How many of the lines below contain the string "sepia"? Reply with only the number.
- - - - - - -
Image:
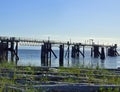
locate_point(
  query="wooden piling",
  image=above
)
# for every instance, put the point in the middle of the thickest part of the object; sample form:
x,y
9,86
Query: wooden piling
x,y
96,51
12,48
43,55
61,55
91,52
102,55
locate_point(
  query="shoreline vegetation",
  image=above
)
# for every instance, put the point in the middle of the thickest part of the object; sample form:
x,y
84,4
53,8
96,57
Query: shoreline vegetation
x,y
57,79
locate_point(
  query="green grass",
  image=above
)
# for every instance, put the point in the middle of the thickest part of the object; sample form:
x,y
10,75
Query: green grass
x,y
91,76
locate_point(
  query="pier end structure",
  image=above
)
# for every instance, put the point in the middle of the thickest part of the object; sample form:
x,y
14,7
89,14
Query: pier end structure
x,y
8,45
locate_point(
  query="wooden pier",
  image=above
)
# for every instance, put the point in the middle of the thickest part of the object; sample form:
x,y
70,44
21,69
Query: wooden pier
x,y
10,44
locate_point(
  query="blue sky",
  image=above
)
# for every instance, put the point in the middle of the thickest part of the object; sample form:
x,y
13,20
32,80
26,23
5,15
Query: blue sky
x,y
61,19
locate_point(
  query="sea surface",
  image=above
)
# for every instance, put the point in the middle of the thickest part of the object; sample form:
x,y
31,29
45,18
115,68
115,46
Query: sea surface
x,y
32,57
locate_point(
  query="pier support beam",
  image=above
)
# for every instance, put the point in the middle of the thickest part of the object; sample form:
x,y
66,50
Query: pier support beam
x,y
102,55
46,51
67,54
76,51
112,51
61,55
3,51
96,51
12,48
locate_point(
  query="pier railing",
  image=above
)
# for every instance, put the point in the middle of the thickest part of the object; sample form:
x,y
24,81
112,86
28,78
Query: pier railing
x,y
36,42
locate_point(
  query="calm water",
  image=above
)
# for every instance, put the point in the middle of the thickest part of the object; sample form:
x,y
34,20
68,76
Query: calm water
x,y
32,57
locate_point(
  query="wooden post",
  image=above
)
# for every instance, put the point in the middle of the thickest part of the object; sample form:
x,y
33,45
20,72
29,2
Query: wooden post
x,y
61,55
102,55
96,51
43,55
84,51
12,48
91,52
16,51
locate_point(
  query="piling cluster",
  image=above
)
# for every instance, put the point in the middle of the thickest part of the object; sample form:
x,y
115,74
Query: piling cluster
x,y
76,49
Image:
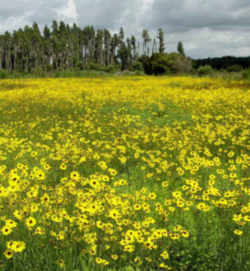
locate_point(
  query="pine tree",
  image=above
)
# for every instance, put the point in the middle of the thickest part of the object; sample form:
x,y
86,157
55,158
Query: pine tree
x,y
180,48
161,41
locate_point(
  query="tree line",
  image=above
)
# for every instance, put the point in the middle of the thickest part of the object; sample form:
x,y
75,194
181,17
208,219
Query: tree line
x,y
62,47
229,63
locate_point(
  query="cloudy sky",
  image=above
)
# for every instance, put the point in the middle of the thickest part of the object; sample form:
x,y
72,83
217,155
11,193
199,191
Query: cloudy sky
x,y
207,28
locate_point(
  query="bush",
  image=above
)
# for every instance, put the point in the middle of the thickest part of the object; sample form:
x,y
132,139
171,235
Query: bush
x,y
246,74
205,70
3,74
137,66
235,68
166,64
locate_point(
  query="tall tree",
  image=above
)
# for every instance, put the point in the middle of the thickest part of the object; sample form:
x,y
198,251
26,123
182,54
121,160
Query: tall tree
x,y
180,48
161,41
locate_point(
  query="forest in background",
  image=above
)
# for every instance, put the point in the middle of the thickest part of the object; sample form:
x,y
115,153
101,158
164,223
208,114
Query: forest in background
x,y
63,47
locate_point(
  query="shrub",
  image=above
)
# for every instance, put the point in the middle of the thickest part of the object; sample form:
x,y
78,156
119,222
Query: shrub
x,y
246,74
3,74
205,70
235,68
137,66
166,64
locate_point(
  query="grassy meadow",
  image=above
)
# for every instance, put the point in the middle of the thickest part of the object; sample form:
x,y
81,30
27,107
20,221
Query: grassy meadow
x,y
124,173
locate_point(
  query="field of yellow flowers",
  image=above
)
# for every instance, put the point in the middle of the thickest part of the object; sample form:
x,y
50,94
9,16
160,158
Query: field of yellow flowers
x,y
124,173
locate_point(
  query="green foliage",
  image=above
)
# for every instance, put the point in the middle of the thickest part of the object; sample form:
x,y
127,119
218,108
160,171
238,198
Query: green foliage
x,y
3,74
235,68
205,70
246,74
137,66
171,63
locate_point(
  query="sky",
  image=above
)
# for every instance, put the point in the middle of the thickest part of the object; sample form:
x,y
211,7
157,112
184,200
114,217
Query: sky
x,y
207,28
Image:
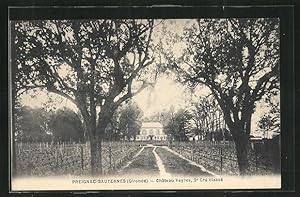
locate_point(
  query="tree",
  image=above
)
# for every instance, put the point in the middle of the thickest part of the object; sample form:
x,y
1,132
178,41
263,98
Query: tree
x,y
65,125
238,60
32,125
96,64
130,120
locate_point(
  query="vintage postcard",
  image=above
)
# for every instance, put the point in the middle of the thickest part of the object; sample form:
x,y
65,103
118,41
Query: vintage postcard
x,y
145,104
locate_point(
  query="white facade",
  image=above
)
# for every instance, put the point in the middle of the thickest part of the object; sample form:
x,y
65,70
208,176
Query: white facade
x,y
151,131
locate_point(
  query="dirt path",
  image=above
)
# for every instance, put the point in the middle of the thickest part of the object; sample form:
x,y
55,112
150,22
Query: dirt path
x,y
163,162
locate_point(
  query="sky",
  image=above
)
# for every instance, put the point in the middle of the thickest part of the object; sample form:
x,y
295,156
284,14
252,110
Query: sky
x,y
162,96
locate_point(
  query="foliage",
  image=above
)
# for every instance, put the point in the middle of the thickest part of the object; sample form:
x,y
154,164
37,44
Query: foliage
x,y
130,120
238,60
178,125
96,64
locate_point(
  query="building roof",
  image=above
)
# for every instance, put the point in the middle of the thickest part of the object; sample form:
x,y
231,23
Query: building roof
x,y
152,125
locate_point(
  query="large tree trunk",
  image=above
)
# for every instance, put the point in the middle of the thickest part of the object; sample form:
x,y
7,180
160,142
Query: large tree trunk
x,y
96,156
242,149
241,140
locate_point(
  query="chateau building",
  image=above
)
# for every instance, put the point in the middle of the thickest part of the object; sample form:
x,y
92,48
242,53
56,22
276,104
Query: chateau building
x,y
151,131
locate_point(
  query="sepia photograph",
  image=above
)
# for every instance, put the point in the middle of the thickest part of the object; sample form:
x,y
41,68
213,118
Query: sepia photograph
x,y
143,104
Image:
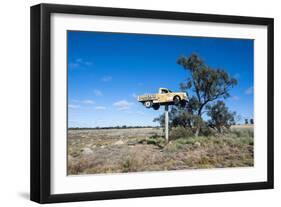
- - - - - - -
» Task answer
2